__Exercise__
Return exactly the lines below, starting with the one that has "box: [408, 230, 573, 369]" and going on through the one that has "244L396 299L549 306L588".

── Supplied records ──

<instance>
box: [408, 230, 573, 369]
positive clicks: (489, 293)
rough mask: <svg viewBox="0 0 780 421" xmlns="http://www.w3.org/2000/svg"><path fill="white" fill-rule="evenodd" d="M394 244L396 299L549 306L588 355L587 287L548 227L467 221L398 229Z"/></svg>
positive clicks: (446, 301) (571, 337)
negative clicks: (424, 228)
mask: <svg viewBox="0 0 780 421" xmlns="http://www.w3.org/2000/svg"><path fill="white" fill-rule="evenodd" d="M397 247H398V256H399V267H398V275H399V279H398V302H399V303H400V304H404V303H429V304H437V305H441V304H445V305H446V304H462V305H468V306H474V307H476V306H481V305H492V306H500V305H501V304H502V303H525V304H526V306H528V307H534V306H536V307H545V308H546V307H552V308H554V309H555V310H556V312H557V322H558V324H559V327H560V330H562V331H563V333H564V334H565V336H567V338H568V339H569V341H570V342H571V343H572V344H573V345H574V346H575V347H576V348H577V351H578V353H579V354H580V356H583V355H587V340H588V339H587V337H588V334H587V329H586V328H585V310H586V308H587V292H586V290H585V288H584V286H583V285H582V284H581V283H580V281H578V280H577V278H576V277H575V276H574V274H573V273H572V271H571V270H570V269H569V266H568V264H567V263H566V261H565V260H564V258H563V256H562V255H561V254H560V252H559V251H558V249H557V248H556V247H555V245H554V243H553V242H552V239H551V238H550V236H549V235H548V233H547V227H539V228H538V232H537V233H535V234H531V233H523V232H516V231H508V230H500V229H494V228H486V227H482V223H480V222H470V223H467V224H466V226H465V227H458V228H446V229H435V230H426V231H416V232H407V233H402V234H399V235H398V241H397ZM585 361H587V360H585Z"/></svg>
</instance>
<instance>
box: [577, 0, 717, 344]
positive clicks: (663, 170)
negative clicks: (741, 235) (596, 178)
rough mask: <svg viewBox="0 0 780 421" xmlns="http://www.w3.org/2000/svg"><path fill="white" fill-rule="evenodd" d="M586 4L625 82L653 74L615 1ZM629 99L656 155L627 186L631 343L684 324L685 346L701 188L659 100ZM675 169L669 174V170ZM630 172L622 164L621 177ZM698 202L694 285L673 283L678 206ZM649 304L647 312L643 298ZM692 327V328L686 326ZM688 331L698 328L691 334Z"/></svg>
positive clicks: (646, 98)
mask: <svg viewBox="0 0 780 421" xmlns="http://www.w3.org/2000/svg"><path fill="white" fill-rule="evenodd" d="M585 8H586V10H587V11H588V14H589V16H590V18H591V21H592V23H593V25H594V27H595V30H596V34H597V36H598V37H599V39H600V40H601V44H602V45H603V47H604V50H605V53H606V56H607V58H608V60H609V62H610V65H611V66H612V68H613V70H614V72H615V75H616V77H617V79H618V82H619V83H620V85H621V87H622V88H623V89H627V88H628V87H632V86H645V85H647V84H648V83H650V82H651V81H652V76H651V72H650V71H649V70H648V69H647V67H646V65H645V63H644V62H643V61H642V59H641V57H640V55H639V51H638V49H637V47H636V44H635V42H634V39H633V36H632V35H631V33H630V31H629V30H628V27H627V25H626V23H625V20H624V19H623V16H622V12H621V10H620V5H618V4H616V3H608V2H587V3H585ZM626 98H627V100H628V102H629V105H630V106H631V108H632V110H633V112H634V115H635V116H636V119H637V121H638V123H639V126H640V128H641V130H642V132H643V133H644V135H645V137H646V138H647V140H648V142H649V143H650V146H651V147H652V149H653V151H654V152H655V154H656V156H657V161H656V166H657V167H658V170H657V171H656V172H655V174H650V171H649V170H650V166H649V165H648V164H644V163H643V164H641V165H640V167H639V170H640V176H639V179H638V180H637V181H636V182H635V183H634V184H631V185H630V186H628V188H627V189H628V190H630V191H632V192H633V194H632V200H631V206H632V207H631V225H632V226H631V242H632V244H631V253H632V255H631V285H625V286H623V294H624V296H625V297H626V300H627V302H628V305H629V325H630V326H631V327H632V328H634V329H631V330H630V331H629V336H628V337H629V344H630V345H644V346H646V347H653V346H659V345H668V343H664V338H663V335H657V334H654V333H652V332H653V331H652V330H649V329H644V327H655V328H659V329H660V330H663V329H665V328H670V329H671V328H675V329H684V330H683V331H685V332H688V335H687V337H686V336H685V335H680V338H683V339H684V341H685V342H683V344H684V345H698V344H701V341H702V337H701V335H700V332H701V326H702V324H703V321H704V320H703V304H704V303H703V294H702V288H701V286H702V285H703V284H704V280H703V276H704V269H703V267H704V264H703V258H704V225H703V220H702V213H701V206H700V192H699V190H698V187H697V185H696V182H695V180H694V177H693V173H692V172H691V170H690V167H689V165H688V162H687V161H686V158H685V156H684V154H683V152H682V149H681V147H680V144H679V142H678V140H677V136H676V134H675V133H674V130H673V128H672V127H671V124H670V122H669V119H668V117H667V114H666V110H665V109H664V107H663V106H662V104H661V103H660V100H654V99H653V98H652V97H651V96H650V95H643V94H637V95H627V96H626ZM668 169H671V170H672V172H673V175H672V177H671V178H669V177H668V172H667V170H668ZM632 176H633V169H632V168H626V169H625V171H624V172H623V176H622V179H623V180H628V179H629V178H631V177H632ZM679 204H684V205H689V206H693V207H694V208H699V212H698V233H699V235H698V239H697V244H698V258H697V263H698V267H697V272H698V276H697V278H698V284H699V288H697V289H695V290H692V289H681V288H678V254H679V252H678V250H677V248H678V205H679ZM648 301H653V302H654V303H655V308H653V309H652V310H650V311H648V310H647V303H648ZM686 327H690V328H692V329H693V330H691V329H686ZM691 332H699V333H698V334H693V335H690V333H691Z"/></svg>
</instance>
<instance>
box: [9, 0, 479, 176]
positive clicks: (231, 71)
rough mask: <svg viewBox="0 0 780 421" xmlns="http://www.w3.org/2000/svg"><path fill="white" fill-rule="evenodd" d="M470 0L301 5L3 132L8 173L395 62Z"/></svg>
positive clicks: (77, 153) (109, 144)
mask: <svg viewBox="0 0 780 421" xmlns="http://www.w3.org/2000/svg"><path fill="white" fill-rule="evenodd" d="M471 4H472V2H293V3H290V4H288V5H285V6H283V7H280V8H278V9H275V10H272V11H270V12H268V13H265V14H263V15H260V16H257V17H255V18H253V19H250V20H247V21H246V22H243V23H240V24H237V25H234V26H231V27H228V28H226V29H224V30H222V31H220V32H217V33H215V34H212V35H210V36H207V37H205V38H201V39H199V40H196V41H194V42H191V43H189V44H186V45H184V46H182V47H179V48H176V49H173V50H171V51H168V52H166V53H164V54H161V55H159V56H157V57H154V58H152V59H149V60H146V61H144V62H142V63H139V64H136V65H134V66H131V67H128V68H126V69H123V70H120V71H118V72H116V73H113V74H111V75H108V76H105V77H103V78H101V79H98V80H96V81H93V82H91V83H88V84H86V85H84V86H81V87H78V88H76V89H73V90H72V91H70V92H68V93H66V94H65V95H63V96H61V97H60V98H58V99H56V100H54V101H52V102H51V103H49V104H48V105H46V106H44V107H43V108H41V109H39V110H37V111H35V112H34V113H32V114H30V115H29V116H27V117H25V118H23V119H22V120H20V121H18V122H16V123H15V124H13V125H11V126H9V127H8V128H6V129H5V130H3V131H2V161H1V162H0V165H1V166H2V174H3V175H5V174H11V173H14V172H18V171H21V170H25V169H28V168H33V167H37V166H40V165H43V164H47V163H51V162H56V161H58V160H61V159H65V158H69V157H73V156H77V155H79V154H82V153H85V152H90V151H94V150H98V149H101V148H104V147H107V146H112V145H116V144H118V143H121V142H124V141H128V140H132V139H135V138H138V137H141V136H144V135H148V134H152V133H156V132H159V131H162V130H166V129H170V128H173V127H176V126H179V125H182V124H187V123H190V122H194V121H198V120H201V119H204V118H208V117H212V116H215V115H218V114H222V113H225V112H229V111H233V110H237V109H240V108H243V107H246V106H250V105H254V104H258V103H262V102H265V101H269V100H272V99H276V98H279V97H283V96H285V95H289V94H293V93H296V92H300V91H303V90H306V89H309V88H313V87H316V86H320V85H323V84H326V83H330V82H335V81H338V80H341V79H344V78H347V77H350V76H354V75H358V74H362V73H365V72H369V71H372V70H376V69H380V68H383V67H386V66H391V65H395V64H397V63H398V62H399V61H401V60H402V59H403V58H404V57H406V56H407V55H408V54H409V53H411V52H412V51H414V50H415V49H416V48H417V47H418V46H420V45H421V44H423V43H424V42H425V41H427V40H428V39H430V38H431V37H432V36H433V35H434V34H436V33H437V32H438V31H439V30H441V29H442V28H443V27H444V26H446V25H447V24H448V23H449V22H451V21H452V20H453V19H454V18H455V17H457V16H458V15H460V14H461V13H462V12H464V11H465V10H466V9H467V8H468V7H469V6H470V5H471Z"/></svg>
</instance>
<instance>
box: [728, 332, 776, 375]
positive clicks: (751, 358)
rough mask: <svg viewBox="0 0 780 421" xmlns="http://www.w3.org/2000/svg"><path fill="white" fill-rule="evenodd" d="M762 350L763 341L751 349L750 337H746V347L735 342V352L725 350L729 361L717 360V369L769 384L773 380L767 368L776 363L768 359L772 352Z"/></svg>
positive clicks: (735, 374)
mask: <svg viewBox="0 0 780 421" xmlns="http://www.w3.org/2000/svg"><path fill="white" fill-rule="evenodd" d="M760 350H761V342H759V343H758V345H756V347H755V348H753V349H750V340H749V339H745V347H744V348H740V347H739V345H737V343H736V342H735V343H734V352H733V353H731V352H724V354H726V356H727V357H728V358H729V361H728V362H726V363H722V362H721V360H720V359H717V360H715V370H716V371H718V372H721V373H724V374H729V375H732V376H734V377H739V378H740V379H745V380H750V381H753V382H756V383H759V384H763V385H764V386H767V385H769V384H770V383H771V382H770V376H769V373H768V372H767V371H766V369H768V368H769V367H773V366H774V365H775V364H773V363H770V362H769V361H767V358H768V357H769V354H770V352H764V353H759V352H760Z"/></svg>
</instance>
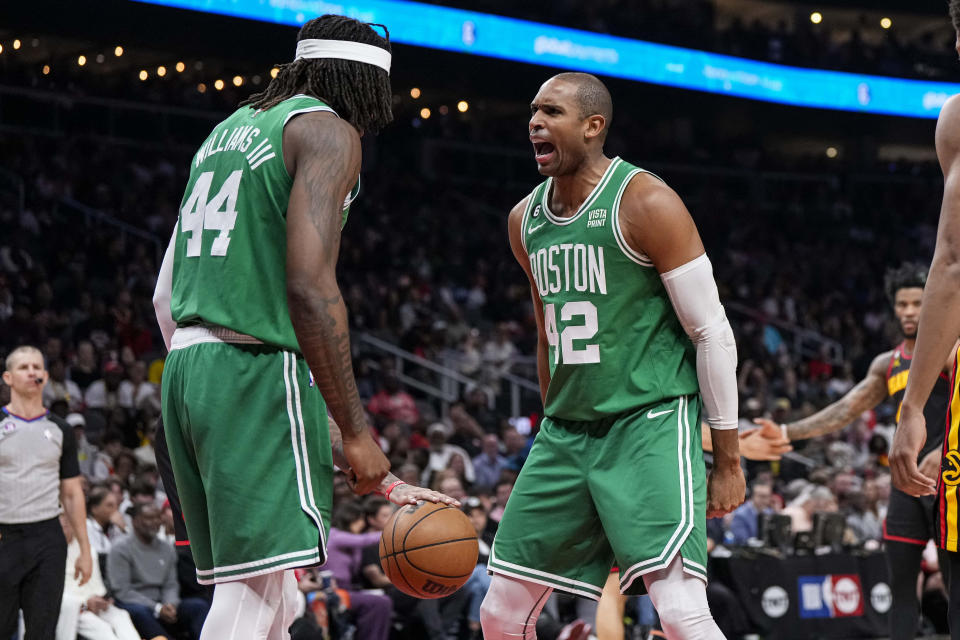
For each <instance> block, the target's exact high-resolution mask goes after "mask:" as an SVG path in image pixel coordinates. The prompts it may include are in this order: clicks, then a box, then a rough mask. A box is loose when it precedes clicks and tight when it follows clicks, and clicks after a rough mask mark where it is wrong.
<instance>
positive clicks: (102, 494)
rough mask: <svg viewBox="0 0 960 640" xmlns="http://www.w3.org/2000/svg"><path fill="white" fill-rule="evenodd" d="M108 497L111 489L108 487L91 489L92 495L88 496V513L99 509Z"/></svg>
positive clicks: (91, 494) (87, 510)
mask: <svg viewBox="0 0 960 640" xmlns="http://www.w3.org/2000/svg"><path fill="white" fill-rule="evenodd" d="M108 495H110V489H108V488H107V487H94V488H93V489H91V490H90V495H88V496H87V511H90V510H91V509H93V508H94V507H99V506H100V504H101V503H102V502H103V501H104V500H106V498H107V496H108Z"/></svg>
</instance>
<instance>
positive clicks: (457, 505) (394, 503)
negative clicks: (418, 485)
mask: <svg viewBox="0 0 960 640" xmlns="http://www.w3.org/2000/svg"><path fill="white" fill-rule="evenodd" d="M388 499H389V500H390V502H392V503H393V504H399V505H401V506H402V505H405V504H417V503H418V502H420V501H421V500H425V501H426V502H438V503H439V502H442V503H444V504H449V505H450V506H452V507H459V506H460V501H459V500H454V499H453V498H451V497H450V496H448V495H445V494H443V493H440V492H439V491H431V490H430V489H424V488H423V487H417V486H414V485H412V484H398V485H397V486H396V487H394V489H393V491H391V492H390V497H389V498H388Z"/></svg>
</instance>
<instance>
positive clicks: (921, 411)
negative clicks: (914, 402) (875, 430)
mask: <svg viewBox="0 0 960 640" xmlns="http://www.w3.org/2000/svg"><path fill="white" fill-rule="evenodd" d="M926 439H927V421H926V419H925V418H924V417H923V411H922V410H921V411H917V410H914V409H911V407H910V406H909V405H906V404H904V405H903V406H902V408H901V410H900V424H898V425H897V430H896V431H895V432H894V434H893V444H892V445H891V447H890V472H891V475H893V486H895V487H896V488H897V489H900V491H903V492H904V493H906V494H909V495H911V496H932V495H934V494H935V493H936V492H937V481H936V480H935V479H930V478H928V477H927V476H925V475H924V474H922V473H920V470H919V469H918V468H917V456H918V455H920V449H922V448H923V443H924V442H925V441H926ZM938 471H939V470H938Z"/></svg>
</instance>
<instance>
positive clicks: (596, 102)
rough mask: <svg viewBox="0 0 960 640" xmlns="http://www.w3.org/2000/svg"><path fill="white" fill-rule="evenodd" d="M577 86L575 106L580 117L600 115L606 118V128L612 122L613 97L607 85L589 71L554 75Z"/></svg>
mask: <svg viewBox="0 0 960 640" xmlns="http://www.w3.org/2000/svg"><path fill="white" fill-rule="evenodd" d="M554 78H555V79H557V80H563V81H564V82H569V83H571V84H574V85H576V87H577V108H578V111H579V113H578V115H579V116H580V119H581V120H582V119H584V118H588V117H590V116H593V115H598V114H599V115H601V116H603V119H604V120H606V127H605V130H606V129H609V128H610V124H611V123H612V122H613V98H611V97H610V91H609V90H608V89H607V86H606V85H605V84H603V82H601V81H600V78H598V77H597V76H594V75H591V74H589V73H580V72H567V73H558V74H557V75H555V76H554Z"/></svg>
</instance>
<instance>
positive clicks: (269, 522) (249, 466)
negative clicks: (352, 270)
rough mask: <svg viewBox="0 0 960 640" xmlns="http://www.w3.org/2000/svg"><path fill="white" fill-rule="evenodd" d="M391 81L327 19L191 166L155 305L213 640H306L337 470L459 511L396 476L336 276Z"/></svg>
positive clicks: (400, 501)
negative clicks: (299, 577) (343, 470)
mask: <svg viewBox="0 0 960 640" xmlns="http://www.w3.org/2000/svg"><path fill="white" fill-rule="evenodd" d="M389 68H390V45H389V43H388V42H387V40H386V38H384V37H381V36H380V35H379V34H378V33H377V32H376V31H375V30H374V29H373V28H371V26H370V25H367V24H364V23H361V22H358V21H356V20H352V19H349V18H345V17H341V16H332V15H327V16H323V17H321V18H317V19H315V20H311V21H310V22H307V23H306V24H305V25H304V26H303V28H302V29H301V30H300V34H299V37H298V42H297V54H296V59H295V61H294V62H293V63H291V64H288V65H283V66H282V67H281V68H280V71H279V73H278V75H277V77H276V78H275V79H274V80H273V81H272V82H271V83H270V85H269V86H268V87H267V89H266V90H265V91H264V92H263V93H260V94H257V95H254V96H253V97H252V98H251V99H250V101H249V103H248V105H247V106H245V107H241V108H240V109H238V110H237V111H236V112H234V114H233V115H231V116H230V117H228V118H227V119H226V120H224V121H223V122H221V123H220V124H219V125H217V126H216V127H215V128H214V130H213V132H212V133H211V134H210V136H209V137H208V138H207V140H206V141H205V142H204V143H203V145H202V146H201V147H200V149H199V151H197V153H196V155H195V156H194V158H193V162H192V163H191V167H190V180H189V182H188V184H187V189H186V193H185V195H184V199H183V203H182V205H181V209H180V217H179V220H178V222H177V226H176V227H175V229H174V234H173V238H172V239H171V244H170V247H169V249H168V251H167V255H166V256H165V257H164V264H163V266H162V267H161V274H160V277H159V278H158V285H157V293H156V294H155V306H156V308H157V310H158V317H159V318H161V327H162V328H163V331H164V337H165V339H167V340H168V345H169V348H170V354H169V356H168V357H167V361H166V367H165V370H164V375H163V420H164V423H165V425H164V426H165V430H166V437H167V442H168V446H169V451H170V460H171V462H172V466H173V471H174V475H175V477H176V485H177V490H178V492H179V495H180V501H181V505H182V508H183V516H184V520H185V522H186V526H187V533H188V534H189V538H190V545H191V551H192V553H193V557H194V560H195V562H196V566H197V577H198V580H199V582H201V583H203V584H216V585H217V586H216V589H215V592H214V598H213V604H212V607H211V609H210V613H209V615H208V616H207V619H206V622H205V624H204V627H203V633H202V636H201V640H230V639H248V638H249V639H261V638H268V639H270V640H273V639H274V638H285V637H288V633H287V629H288V628H289V626H290V623H291V622H292V618H293V614H294V613H295V603H296V597H295V596H296V582H295V580H294V579H293V576H292V572H291V571H289V570H290V569H292V568H294V567H301V566H310V565H316V564H321V563H323V562H325V560H326V548H325V539H326V536H327V534H328V532H329V526H330V510H331V502H332V493H333V490H332V485H333V482H332V479H333V463H336V464H337V465H338V466H339V467H340V468H341V469H343V470H345V472H346V473H347V474H348V477H349V478H350V482H351V484H352V486H353V488H354V491H356V492H357V493H358V494H363V493H368V492H371V491H375V490H379V491H380V492H382V493H384V494H385V495H386V496H387V497H388V498H389V499H391V500H392V501H393V502H398V503H415V502H416V501H417V500H418V499H425V500H432V501H441V500H443V501H445V502H448V503H450V504H456V501H454V500H452V499H451V498H448V497H446V496H443V495H442V494H438V493H436V492H432V491H428V490H424V489H421V488H419V487H410V486H406V485H404V484H403V483H401V482H399V481H398V480H397V479H396V478H395V476H392V475H390V474H389V463H388V461H387V459H386V457H385V456H384V455H383V452H382V451H381V450H380V448H379V446H378V445H377V444H376V442H375V441H374V440H373V438H372V437H371V435H370V432H369V430H368V427H367V422H366V419H365V415H364V411H363V407H362V405H361V404H360V399H359V396H358V395H357V388H356V383H355V380H354V378H353V368H352V364H351V355H350V341H349V331H348V327H347V316H346V310H345V308H344V304H343V299H342V298H341V295H340V290H339V287H338V285H337V280H336V275H335V266H336V261H337V253H338V249H339V243H340V229H341V227H342V225H343V223H344V222H345V221H346V216H347V212H348V207H349V203H350V201H351V200H352V198H353V197H354V196H355V195H356V187H357V185H358V180H359V173H360V155H361V154H360V136H361V135H362V134H363V133H364V132H365V131H375V130H377V129H379V128H380V127H382V126H383V125H385V124H387V123H388V122H389V121H390V120H391V110H390V102H391V92H390V80H389ZM311 372H312V374H313V375H311ZM314 376H315V378H314ZM318 390H319V391H318ZM321 394H322V397H321ZM324 401H326V405H327V406H329V410H330V413H332V415H333V416H334V418H335V419H336V424H334V423H331V424H330V427H329V431H328V425H327V408H326V406H325V404H324ZM337 424H338V425H339V428H337ZM331 444H332V445H333V446H332V447H331ZM331 449H332V453H331Z"/></svg>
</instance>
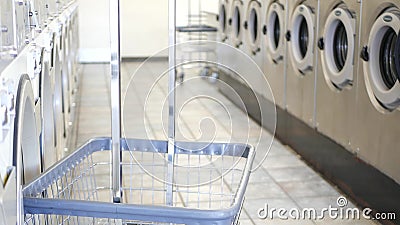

───

__Solution for this problem__
box: [408, 230, 573, 369]
positive clicks: (489, 293)
rough mask: <svg viewBox="0 0 780 421" xmlns="http://www.w3.org/2000/svg"><path fill="white" fill-rule="evenodd" d="M394 244L396 299L549 306L588 355L587 287L548 227L467 221L398 229Z"/></svg>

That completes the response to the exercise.